Could you retype all of the entries exactly, without their pictures?

___ DATA FOR THIS TASK ___

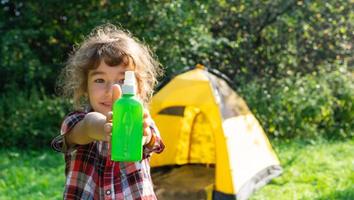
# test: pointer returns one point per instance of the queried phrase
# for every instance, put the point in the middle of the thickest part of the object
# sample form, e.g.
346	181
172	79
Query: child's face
99	86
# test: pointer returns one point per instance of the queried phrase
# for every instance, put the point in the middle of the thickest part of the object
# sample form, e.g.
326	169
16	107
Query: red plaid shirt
90	173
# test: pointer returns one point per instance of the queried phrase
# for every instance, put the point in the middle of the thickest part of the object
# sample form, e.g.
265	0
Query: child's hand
147	131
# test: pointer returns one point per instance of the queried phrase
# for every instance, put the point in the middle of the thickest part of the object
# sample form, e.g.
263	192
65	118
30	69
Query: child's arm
89	129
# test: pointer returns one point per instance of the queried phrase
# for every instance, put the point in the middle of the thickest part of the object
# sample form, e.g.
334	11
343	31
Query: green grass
318	170
31	174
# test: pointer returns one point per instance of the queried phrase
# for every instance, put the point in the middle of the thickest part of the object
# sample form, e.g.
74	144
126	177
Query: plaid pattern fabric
90	173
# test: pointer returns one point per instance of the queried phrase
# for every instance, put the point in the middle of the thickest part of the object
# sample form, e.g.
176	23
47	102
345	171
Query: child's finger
147	131
109	116
146	124
107	128
116	92
146	113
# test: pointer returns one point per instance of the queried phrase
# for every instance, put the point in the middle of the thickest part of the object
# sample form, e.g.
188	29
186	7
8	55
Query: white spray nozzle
129	78
129	83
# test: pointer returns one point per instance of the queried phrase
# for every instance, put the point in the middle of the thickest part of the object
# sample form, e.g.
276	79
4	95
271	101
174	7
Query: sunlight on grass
313	171
322	170
31	175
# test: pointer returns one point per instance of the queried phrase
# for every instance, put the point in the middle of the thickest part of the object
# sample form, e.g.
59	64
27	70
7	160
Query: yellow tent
202	120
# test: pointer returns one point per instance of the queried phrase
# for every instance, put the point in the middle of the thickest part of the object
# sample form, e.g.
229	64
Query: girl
92	77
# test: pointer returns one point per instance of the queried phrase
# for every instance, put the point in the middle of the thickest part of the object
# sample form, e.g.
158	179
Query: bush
311	106
30	120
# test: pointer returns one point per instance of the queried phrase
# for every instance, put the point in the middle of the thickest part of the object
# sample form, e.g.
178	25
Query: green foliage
31	174
40	174
30	120
294	42
315	105
312	171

___

## ANSWER BELOW
# test: pointer returns one point per instance of the queried phrase
# for every instance, put the point in the middle of the thickest part of the object
# sample form, e.g.
346	181
172	79
Query: child's face
99	86
# test: pointer returns one point per instance of the queried phrase
# for every instance, put the point in the middle of the thickest part of the object
# sample form, e.g.
326	169
16	107
Query: red plaid shirt
90	173
# test: pointer returns one point per instance of the queried phrase
# for every instance, put the point in the middle of the thickest part of the object
# sample form, e.g.
265	0
Query: child's hand
147	131
# test: pointer returns one point per instance of the queried phrase
# for every instance, put the point in the middle of the thickest part of the object
# sample form, e.g.
263	192
65	118
30	69
Query: child's arm
89	129
# test: pointer returns one point per instance of the queried phrase
# for every instance, put the point in the middle of the thickest part of the object
# sample form, e.g.
334	11
343	31
Query: green grass
318	170
31	174
# test: pointer returns one point per instance of the queried phrase
# for every instance, put the point in the middle of the thickest part of the object
# sample form, e.g.
74	144
126	177
Query: plaid pattern fabric
90	173
# test: pointer returns one point per instance of the queried phrase
# for every instance, put the point in the middle of the thickest part of the object
# sample form, e.g.
176	23
47	102
345	171
Query: child's finger
147	131
109	116
146	124
107	128
116	92
146	113
# test: pointer returns one point per instance of the queried phrase
# for every instance, put the point in the middle of the thickest part of the object
# sample form, e.g.
188	29
186	7
8	55
Query: white spray nozzle
129	78
129	83
# test: pointer returns one point per instance of the queried phrase
# for every instance, put the point in the middle of the thickest part of the object
# sample form, e.g.
276	79
4	95
271	101
174	7
Query: sunlight on grass
313	171
322	170
31	175
# test: pointer returns one point per instance of the queried phrase
# for every instance, put the point in the middle of the thickest part of the object
# sample form, e.g.
59	64
27	70
7	160
Query: yellow tent
202	120
# test: pointer returns one point per instance of the queried phrase
# for every instance, put the point in the middle of the thickest part of the object
# sample form, e.g.
229	64
Query: girl
92	77
# test: pointer returns one point per instance of the queried phrase
# for every instance, put the point in the middle of the thickest part of the object
# sample form, e.g.
158	179
Query: bush
311	106
30	120
# test: pointer returns one point per instance of the queried phrase
# for every instance, put the point in the middle of the thickest part of the object
# sample form, e.g.
178	25
Query: green foliage
31	174
40	174
30	120
294	42
315	105
312	171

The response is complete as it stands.